■ **Petunjuk a**: Salin ulang tanpa perubahan baris-baris data di bawah, mulai dari baris yang memuat "If you could place a marker on the bare twig" hingga baris terakhir data, keduanya ikut disalin.

Oleh : Dr. Al Misry, MA*
Berbicara Gajah Putih Takengon dalam tulisan ini dibatasi pada Yayasan Gajah Putih Takengon dan Universitas Gajah Putih Takengon atas perspektif kepemilikan dan kebanggaan seluruh rakyat Gayo kapan dan dimanapun mereka berada. Tujuan penulisan ini pula dibatasi sebagai niat pelurusan masalah agar tidak bermasalah, sebagai sumbangsih pemikiran penulis untuk menambah dari berbagai alternatif yang sudah ada dalam hati sanubari bapak-bapak di deretan pengurus yayasan dan sohibku semua yang langsung terlibat dalam ranah akademisi di lingkungan Universitas Gajah Putih Takengon.
Menarik untuk dipahami yang selanjutnya merespon, setelah membaca tulisan kakanda Mukhlis Gayo, SH di media Lintas Gayo dengan judul “Momentum UGP Maju atau Bubar ”. sisi menariknya antara lain 1). Penulisnya adalah seorang pakar dalam berbagai sisi seperti dalam birokrasi, pernah di kantor Mensesneg.RI, Kepala Dinas, staf ahli pemerintah. Sebagai pengusaha yang memiliki perusahaaan kapal laut yang diremot dari komplek elit Duta Merlin Jakarta, beberapa pabrik di Lampung, terakhir pemilik Hotel Linge Land di Takengon, pegiat dunia pendidikan katakanlah seorang Lektor di UNTAG Jakarta, pendiri dan pemilik Yayasan 1001 Takengon yang kini telah memiliki tingkat pendidikan PAUD,TK, SD, SMP dan SMA. 2) materi yang ditulis menyangkut hajat dan milik semua pihak di tanoh Gayo yakni eksistensi dan masa depan Yayasan bersama Universitas Gajah Putih (UGP) Takengon yang diasuh oleh YGP.
Sisi lainnya ada beberapa hal lagi yang perlu dicermati tentang Yayasan Gajah Putih Takengon, seperti terbengkalainya asset yayasan berupa tanah wakaf rakyat Aceh Tengah pada awal-awal adanya yayasan ini di beberapa titik yang ada di Kampung Mongal Kecamatan Bebesen (perlu diingat bahwa lokasi tanah TK. Pembina dan SMKN 3 Takengon adalah Hibah Yayasan Gajah Putih kepada Pemerintah Aceh Tengah, termasuk tanah untuk Gedung Perpustakaan/Arsip Daerah Aceh Tengah), ada kekhawatiran, jika tidak diurus untuk diluruskan, masyarakat sekitar Mongal akan mencaplok kembali tanahnya, memicu timbul sengketa baru di kemudian hari. Hal yang senada terjadi pada lokasi tanah untuk kampus Universitas Gajah Putih yang ada di Kala Nareh Blang Bebangka menjadi sengketa dengan masyarakat, walau pemerintah daerah (NAD dan Aceh Tengah) telah menyetujui tanah 5,5 Ha untuk lokasi Kampus UGP nantinya.

■ **Petunjuk b**: Menurut kutipan, berapa luas tanah yang disetujui pemerintah daerah untuk lokasi Kampus UGP?

■ **Baris yang Ditampilkan**:
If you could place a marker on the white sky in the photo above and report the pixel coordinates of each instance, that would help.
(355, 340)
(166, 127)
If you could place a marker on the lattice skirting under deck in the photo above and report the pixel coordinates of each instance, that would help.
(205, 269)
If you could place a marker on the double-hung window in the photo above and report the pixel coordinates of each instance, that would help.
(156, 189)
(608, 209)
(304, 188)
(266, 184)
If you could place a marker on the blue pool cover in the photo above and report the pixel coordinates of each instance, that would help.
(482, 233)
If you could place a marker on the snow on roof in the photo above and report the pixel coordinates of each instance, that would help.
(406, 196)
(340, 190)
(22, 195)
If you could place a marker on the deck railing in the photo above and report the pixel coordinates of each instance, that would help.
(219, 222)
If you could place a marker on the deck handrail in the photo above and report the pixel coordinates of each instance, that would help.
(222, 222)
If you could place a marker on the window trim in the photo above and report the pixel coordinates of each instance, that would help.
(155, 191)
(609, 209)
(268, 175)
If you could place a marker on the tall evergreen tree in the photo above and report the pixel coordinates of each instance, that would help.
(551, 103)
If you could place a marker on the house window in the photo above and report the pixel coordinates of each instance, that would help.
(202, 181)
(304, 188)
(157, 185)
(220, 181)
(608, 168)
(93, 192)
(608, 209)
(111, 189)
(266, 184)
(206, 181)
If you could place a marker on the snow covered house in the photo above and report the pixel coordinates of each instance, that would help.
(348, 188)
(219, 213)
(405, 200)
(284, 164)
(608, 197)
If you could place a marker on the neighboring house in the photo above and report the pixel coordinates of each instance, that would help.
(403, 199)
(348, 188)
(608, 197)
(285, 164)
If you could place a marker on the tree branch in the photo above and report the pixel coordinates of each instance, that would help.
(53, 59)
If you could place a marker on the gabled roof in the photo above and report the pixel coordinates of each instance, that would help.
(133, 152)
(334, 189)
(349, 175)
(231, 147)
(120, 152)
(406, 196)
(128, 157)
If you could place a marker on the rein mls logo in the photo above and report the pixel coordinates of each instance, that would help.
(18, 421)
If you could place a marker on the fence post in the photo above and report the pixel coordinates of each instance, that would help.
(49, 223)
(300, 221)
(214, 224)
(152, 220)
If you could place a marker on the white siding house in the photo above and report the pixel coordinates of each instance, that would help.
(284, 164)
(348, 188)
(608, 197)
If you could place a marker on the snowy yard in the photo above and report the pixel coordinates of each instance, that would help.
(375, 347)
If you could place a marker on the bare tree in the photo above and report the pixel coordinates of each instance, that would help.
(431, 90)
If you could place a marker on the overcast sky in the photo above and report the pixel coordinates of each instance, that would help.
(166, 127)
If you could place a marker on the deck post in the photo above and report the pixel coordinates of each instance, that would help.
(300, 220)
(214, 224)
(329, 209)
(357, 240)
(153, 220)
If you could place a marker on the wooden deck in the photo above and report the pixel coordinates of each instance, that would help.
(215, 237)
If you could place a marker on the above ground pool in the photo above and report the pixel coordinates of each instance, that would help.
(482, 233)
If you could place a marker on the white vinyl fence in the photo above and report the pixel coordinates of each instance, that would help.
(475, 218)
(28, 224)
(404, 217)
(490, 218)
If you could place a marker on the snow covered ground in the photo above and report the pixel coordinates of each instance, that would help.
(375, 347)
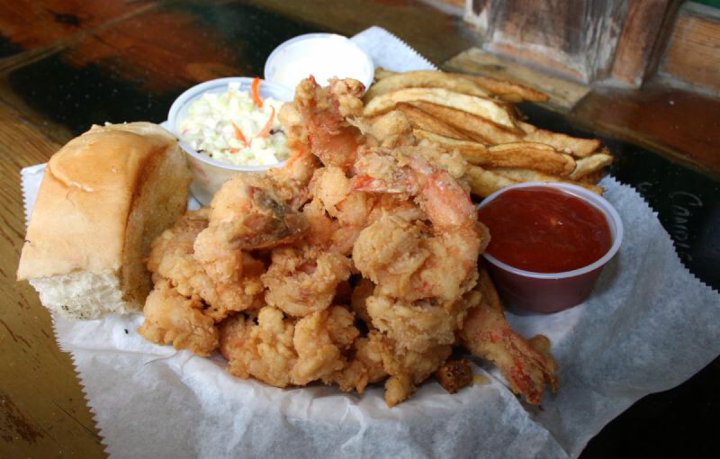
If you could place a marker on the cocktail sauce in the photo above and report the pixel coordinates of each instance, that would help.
(545, 230)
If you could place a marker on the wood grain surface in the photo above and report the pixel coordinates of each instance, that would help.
(42, 409)
(693, 52)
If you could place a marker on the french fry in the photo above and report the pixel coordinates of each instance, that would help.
(523, 155)
(580, 148)
(505, 89)
(527, 175)
(590, 164)
(478, 106)
(463, 146)
(475, 127)
(483, 182)
(426, 122)
(425, 79)
(536, 156)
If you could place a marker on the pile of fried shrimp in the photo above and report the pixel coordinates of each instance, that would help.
(356, 263)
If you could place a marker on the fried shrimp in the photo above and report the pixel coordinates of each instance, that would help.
(421, 325)
(320, 340)
(285, 351)
(170, 318)
(527, 365)
(377, 357)
(245, 214)
(323, 111)
(264, 351)
(172, 258)
(302, 280)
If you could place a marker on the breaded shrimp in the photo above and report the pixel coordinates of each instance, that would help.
(171, 257)
(170, 318)
(527, 365)
(302, 280)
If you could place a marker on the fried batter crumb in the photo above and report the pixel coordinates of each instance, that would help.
(454, 375)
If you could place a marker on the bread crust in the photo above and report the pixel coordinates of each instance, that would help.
(80, 217)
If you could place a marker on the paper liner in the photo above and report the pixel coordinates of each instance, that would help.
(390, 52)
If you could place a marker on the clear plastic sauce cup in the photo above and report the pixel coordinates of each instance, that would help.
(552, 292)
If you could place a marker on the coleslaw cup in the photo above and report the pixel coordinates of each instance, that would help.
(209, 175)
(552, 292)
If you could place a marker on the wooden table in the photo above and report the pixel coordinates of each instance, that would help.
(65, 65)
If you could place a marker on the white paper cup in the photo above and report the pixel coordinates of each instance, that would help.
(322, 55)
(209, 175)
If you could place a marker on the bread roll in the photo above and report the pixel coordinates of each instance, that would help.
(104, 197)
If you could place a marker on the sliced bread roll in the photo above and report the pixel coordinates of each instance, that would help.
(104, 197)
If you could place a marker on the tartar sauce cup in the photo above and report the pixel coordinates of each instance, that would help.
(553, 292)
(322, 55)
(209, 175)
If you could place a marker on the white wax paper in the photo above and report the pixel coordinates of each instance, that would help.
(648, 326)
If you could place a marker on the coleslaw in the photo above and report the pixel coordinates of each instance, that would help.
(236, 127)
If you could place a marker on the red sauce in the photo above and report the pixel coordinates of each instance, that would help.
(545, 230)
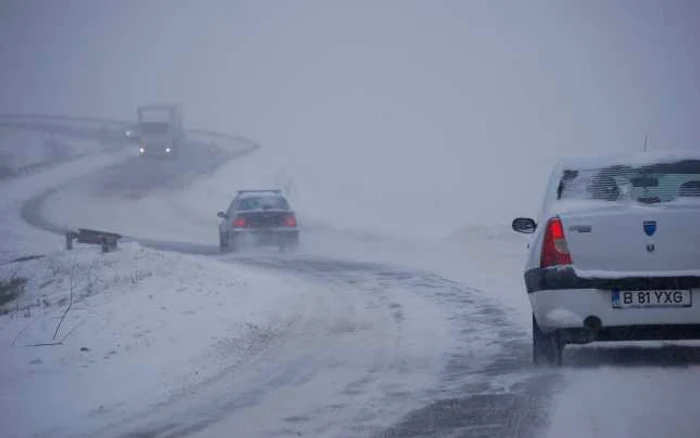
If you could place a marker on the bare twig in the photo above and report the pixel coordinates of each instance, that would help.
(70, 304)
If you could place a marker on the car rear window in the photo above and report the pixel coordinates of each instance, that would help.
(656, 183)
(262, 203)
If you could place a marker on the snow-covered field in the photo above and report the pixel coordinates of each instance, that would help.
(144, 327)
(23, 151)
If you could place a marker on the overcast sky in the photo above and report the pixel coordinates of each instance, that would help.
(471, 100)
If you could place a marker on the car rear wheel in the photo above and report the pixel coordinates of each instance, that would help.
(226, 244)
(547, 348)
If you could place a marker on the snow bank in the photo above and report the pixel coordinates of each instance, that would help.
(19, 238)
(155, 323)
(22, 150)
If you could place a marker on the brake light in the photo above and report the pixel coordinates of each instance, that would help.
(555, 251)
(240, 222)
(290, 221)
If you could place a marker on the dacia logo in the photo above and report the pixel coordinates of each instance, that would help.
(649, 228)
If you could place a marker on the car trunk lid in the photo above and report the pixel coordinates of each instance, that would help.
(634, 240)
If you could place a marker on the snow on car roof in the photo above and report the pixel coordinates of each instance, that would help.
(634, 159)
(259, 193)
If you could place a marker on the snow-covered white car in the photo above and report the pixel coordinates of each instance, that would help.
(615, 253)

■ **Hasil Akhir a**:
If you could place a marker on the bare twig in the photo above and report the pixel coordinates of each instance, that would help.
(70, 304)
If you could place a marker on the car rear window in the photo above and report the pixel coordinates of each instance, that would help.
(656, 183)
(262, 203)
If you could place a marker on the snow-covered field in the photo above and report the pixel coordinates of each instance, that would help.
(144, 327)
(23, 151)
If you could place a marker on the overcast sky in the photo above and report the pixel coordinates of each instance, that would help.
(471, 100)
If you could place a marker on the car rear wheel in the photo above and report the pixel coordinates of each instance, that would help.
(226, 244)
(547, 348)
If you could place a marker on the snow bank in the photo above and report the pixel coordinates of each instance, that would help.
(19, 238)
(155, 323)
(22, 150)
If you could place a marker on the brake light in the photo above and report the pixel coordinates of each instance, that would help.
(555, 251)
(240, 222)
(290, 221)
If you could place a marker on the dacia logo in the photo above and report the pixel coordinates of each instance, that would help.
(649, 228)
If you could place a marker on the car trunk lid in the photo above and report the pixel coordinates of each instance, that would help.
(634, 240)
If you could place a marker on the snow on car roof in the photo above and report the pixel coordinates of each instance, that would help.
(634, 159)
(259, 193)
If you could place a marker on the snow-covered white car in the photo above and report the pixel coordinates of each instance, that would help.
(615, 253)

■ **Hasil Akhir b**: Pemerintah daerah menyetujui tanah seluas 5,5 Ha untuk lokasi Kampus UGP.